GIVEN EXERCISE: Can you duplicate every line of the material below, leaving out the pictures?

[Records in a dataset]

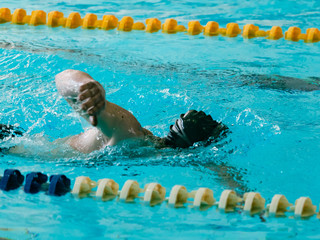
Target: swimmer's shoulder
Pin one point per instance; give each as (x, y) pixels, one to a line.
(89, 141)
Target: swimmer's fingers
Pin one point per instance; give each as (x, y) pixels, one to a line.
(87, 93)
(87, 85)
(92, 102)
(96, 109)
(93, 120)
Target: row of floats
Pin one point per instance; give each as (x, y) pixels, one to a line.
(153, 194)
(170, 26)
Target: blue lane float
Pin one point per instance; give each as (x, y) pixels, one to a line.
(154, 194)
(34, 182)
(12, 179)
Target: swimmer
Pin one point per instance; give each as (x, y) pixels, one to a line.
(113, 124)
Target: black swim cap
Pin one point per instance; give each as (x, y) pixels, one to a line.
(193, 127)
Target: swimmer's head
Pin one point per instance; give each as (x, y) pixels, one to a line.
(193, 127)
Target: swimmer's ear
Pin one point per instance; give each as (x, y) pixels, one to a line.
(93, 120)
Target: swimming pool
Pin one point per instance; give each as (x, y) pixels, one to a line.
(275, 126)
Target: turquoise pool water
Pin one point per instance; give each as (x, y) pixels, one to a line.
(272, 148)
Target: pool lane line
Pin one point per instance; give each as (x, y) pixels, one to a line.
(252, 203)
(170, 26)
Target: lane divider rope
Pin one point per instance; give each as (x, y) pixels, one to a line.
(153, 194)
(170, 26)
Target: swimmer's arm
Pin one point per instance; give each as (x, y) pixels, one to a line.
(87, 97)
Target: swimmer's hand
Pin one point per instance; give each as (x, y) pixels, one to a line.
(92, 94)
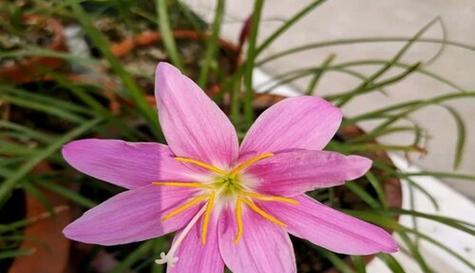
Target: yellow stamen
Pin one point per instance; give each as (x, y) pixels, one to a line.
(248, 163)
(238, 221)
(181, 184)
(207, 215)
(262, 213)
(185, 206)
(201, 164)
(265, 197)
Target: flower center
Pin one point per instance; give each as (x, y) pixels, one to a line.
(226, 187)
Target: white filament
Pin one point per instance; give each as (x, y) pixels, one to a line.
(170, 259)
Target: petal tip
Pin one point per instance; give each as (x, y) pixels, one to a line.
(165, 68)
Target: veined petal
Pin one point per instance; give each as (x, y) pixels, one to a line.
(194, 257)
(264, 246)
(193, 124)
(126, 164)
(332, 229)
(295, 172)
(132, 216)
(294, 123)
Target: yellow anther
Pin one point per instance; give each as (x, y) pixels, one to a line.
(265, 197)
(262, 213)
(238, 220)
(248, 163)
(201, 164)
(181, 184)
(206, 216)
(185, 206)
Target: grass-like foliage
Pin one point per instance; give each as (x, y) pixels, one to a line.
(98, 92)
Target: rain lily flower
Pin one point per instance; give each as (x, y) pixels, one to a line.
(230, 204)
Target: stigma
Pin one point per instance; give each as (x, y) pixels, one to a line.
(227, 188)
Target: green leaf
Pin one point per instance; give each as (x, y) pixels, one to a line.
(318, 74)
(391, 262)
(7, 185)
(212, 44)
(335, 260)
(461, 133)
(167, 34)
(103, 45)
(288, 23)
(250, 60)
(133, 257)
(16, 253)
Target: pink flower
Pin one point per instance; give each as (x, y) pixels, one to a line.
(230, 204)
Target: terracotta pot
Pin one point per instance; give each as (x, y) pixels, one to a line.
(44, 234)
(391, 186)
(31, 69)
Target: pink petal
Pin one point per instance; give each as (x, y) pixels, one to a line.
(332, 229)
(126, 164)
(194, 257)
(193, 124)
(294, 123)
(132, 216)
(292, 173)
(264, 246)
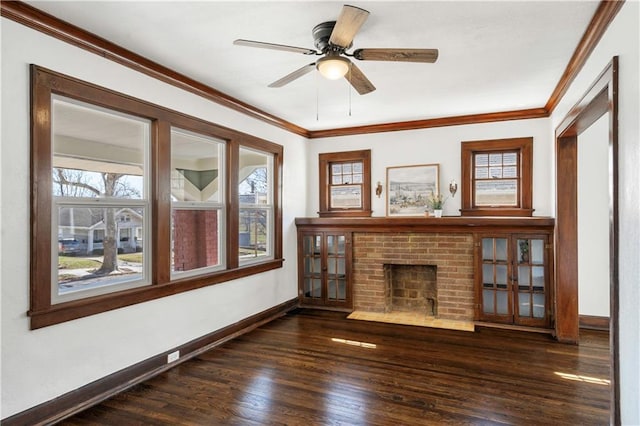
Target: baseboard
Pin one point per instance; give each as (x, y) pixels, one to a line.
(93, 393)
(594, 323)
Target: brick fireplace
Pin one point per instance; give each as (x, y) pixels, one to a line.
(447, 256)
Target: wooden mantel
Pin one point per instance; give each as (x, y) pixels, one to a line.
(456, 224)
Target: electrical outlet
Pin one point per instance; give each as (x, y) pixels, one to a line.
(173, 356)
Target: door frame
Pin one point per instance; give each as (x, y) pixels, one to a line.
(601, 98)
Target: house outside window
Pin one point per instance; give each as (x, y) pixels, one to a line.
(345, 184)
(198, 208)
(131, 201)
(497, 177)
(99, 182)
(255, 230)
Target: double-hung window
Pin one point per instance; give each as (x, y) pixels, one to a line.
(197, 203)
(497, 177)
(255, 196)
(131, 201)
(100, 206)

THE OUTPUT:
Target: swimmer's shoulder
Pin one point per instance; give each as (x, y) pixels, one to a line.
(89, 141)
Target: swimmer's fingers
Pin one point per instance; give each as (x, y) pixels, one to a line.
(87, 93)
(87, 85)
(92, 102)
(96, 109)
(93, 120)
Target: row of floats
Pin one point per instance; give each as (x, y) pixels, one to a line.
(153, 194)
(170, 26)
Target: blue lane float
Pin one point per instance; give each as (x, y) pixels, one to a line.
(154, 194)
(34, 182)
(12, 179)
Target: swimmer
Pin one point per instance; give each as (x, y) pixels, one to a line.
(113, 124)
Target: black swim cap
Pin one point per instance; give each as (x, y) pixels, one to a line.
(193, 127)
Target: swimmer's head
Pin one point per instance; give each as (x, y) pixels, one to a line.
(193, 127)
Target: swimmer's ear
Pin one point per instance; give each as (x, y) pixels, one to a line.
(93, 120)
Target: swimming pool
Pin one point per instance; give each as (x, y) pixels, one to a line.
(275, 126)
Target: turquoise pool water
Pin one point per instance; give each as (x, y) pixels, one to a line.
(272, 148)
Target: pool lane line
Pin one point per instance; give each as (x, y) pixels, one to a line.
(252, 203)
(170, 26)
Target: lane divider rope
Pin one point per instance; give each as (x, y) pixels, one to a line.
(153, 194)
(170, 26)
Target: swimmer's arm
Pin one point per instance; give each as (x, y) pixels, one to a line.
(87, 97)
Target: swimmer's hand
Pin one point per instance; give each as (x, y) pixels, one to a line.
(92, 94)
Target: yellow stamen
Pin one point per instance; give each as (x, y) pixels, one to a line.
(248, 163)
(238, 221)
(181, 184)
(207, 215)
(262, 213)
(185, 206)
(201, 164)
(265, 197)
Target: flower center
Pin one point per instance; give each as (x, y) pixels, one to a line.
(226, 187)
Target: white filament
Pin one point per instance; give each as (x, y) pixels, one to a line.
(170, 259)
Target: petal tip
Pin one point per instance; give each as (x, y) pixels, one to a line.
(165, 68)
Target: veined petal
Pin one point per instance; give each as (x, y) pixels, one to a line.
(194, 257)
(264, 246)
(193, 124)
(126, 164)
(332, 229)
(295, 172)
(132, 216)
(294, 123)
Target: yellow anther
Pin one point per instance; give each as (x, y) pixels, one to a line.
(265, 197)
(262, 213)
(238, 220)
(248, 163)
(201, 164)
(181, 184)
(206, 216)
(185, 206)
Target: grass-like foliage
Pin one point per instance; give each as (x, y) pixels, one to a line.
(98, 92)
Target: rain lily flower
Pin one point per instance; give each as (x, y) pixels, one to a line.
(230, 204)
Target: stigma
Pin one point per instance; give each as (x, y) pixels, one to a line.
(227, 188)
Target: green leaf
Pin one point per instance; give each as (x, y) pixels, one to a line.
(318, 74)
(391, 262)
(7, 185)
(212, 44)
(335, 260)
(461, 133)
(167, 34)
(103, 45)
(288, 23)
(250, 60)
(133, 257)
(16, 253)
Target: pink flower
Pin one point per instance; give each as (x, y) pixels, one to a line.
(230, 204)
Target: terracotta pot
Pin one point per instance; give each as (x, y) pixels, one to a line.
(44, 234)
(391, 186)
(31, 69)
Target: pink petal
Pin one point per instance; give each as (x, y) pixels, one to a line.
(332, 229)
(126, 164)
(194, 257)
(193, 124)
(294, 123)
(132, 216)
(292, 173)
(264, 246)
Target: baseboard
Pin one point per instance; give each as (x, y) pixels, one to a line.
(93, 393)
(594, 323)
Target: brick fireplace
Pin one point per instance; give each as (x, y) pixels, one to a line.
(447, 256)
Target: wooden mantel
Pin one point per instance; give each as (x, y) pixels, one to a line.
(456, 224)
Target: electrical outlet
Pin one point per instance; give each as (x, y) pixels, one to a line.
(173, 356)
Target: door frame
Pin one point per instance; give each as (x, y) pixels, one to a line.
(601, 98)
Target: house outside window
Pin one point per instance; give each as (x, y) pixels, one to a line.
(345, 184)
(198, 208)
(131, 201)
(497, 177)
(99, 182)
(255, 230)
Target: double-hung window
Pin one point per instance; give each as (x, y) pixels, one to a line.
(197, 203)
(497, 177)
(255, 196)
(131, 201)
(100, 206)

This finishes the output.